TEXTO PROPORCIONADO:
▽
Con esto queda ya constatado algo decisivo: Calvino se ha arrogado unas funciones de juez en materia espiritual y religiosa para las que no tenía ningún derecho. Si consideraba que las opiniones de Servet eran equivocadas, la misión que le habría correspondido sería la de ilustrarle sobre sus errores y convertirle. Pero, en lugar de ponerse de acuerdo de forma amistosa, inmediatamente echó mano de la fuerza. «Tu primera acción consistió en detenerle. Encerraste a Servet y durante el proceso no sólo excluiste a cualquier amigo suyo, sino incluso a todo aquel que no fuera su adversario.» Puso en práctica ese viejo método del que siempre se sirven los doctrinarios cuando una discusión les resulta molesta: se tapan los oídos y amordazan a los otros. Pero que un hombre o una doctrina se oculten tras la censura denota siempre inseguridad moral. Y como si presintiera su propio destino, Castellio apela a la responsabilidad moral de Calvino. «Te pregunto a ti, señor Calvino: si entablaras con alguien un proceso a causa de una herencia y tu adversario consiguiera que el juez sólo le dejara hablar a él, mientras que a ti te prohibiera hacer uso de la palabra, ¿no te rebelarías contra semejante injusticia? ¿Por qué haces a los demás lo que tú mismo no quieres que te hagan? Nos encontramos ante una polémica sobre la fe, ¿por qué nos cierras la boca? ¿Estás tan convencido de lo pobre de tu causa? ¿Hasta tal punto temes ser vencido y perder tu poder como dictador?»
Con ello, ha formulado ya la acusación principal contra Calvino. Se ha arrogado, apoyándose en el poder que le confería el Estado, el derecho a decidir él solo en cuestiones divinas, morales y temporales. De ese modo, ha cometido un abuso contra el derecho divino, que ha concedido a cada hombre un cerebro para que piense de modo independiente, una boca para hablar y una conciencia como la última y más íntima instancia moral. Y, al mandar perseguir a un hombre como si se tratara de un vulgar criminal y únicamente por causa de su diferencia de parecer, ha cometido un abuso contra todo derecho terrenal.
△
TAREA PROPUESTA 1:
Resume en dos oraciones el texto sobre la acusación de Castellio contra Calvino.
El texto y las filas no guardan ninguna relación entre sí.

DATOS DE LA TAREA:
▽
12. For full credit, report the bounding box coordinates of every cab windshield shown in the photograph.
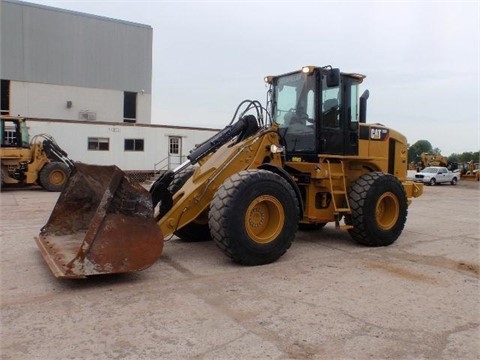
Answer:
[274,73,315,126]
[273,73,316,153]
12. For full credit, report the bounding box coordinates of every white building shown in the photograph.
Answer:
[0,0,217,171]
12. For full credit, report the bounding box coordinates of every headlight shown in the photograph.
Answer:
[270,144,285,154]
△
▽
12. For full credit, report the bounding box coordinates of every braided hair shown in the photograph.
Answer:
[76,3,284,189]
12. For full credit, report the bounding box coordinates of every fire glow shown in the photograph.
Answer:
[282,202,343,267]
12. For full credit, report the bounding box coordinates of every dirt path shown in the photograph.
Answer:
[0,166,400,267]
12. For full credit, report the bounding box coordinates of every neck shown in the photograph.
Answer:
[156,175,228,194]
△
▽
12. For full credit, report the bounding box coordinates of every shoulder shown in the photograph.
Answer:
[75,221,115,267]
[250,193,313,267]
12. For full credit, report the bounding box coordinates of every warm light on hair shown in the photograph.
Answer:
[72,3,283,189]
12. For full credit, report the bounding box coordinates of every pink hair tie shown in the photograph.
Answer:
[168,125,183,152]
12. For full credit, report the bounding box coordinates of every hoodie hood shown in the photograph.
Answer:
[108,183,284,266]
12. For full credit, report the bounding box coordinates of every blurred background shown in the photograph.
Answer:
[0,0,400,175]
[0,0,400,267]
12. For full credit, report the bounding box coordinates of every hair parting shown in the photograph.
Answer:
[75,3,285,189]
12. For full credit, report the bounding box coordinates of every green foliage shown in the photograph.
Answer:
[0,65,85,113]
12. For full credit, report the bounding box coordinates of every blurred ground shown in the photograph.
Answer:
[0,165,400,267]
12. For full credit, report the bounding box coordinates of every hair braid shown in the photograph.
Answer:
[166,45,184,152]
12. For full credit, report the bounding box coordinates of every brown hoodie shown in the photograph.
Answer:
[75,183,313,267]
△
TAREA PROPUESTA 2:
Presenta como lista numerada, sin las líneas en blanco, las filas que van desde la línea que contiene "background shown in the photograph." hasta la línea que contiene "[75,183,313,267]", ambas incluidas.

RESULTADO DE LA TAREA 1:
Castellio acusa a Calvino de haberse arrogado funciones de juez en materia espiritual y religiosa y de haber recurrido a la fuerza y a la censura contra Servet en lugar de ilustrarle sobre sus errores. Apoyado en el poder del Estado y persiguiendo a Servet como a un vulgar criminal solo por su diferencia de parecer, Calvino cometió un abuso contra el derecho divino y contra todo derecho terrenal.

RESULTADO DE LA TAREA 2:
1. 12. For full credit, report the bounding box coordinates of every blurred background shown in the photograph.
2. Answer:
3. [0,0,400,175]
4. [0,0,400,267]
5. 12. For full credit, report the bounding box coordinates of every hair parting shown in the photograph.
6. Answer:
7. [75,3,285,189]
8. 12. For full credit, report the bounding box coordinates of every green foliage shown in the photograph.
9. Answer:
10. [0,65,85,113]
11. 12. For full credit, report the bounding box coordinates of every blurred ground shown in the photograph.
12. Answer:
13. [0,165,400,267]
14. 12. For full credit, report the bounding box coordinates of every hair braid shown in the photograph.
15. Answer:
16. [166,45,184,152]
17. 12. For full credit, report the bounding box coordinates of every brown hoodie shown in the photograph.
18. Answer:
19. [75,183,313,267]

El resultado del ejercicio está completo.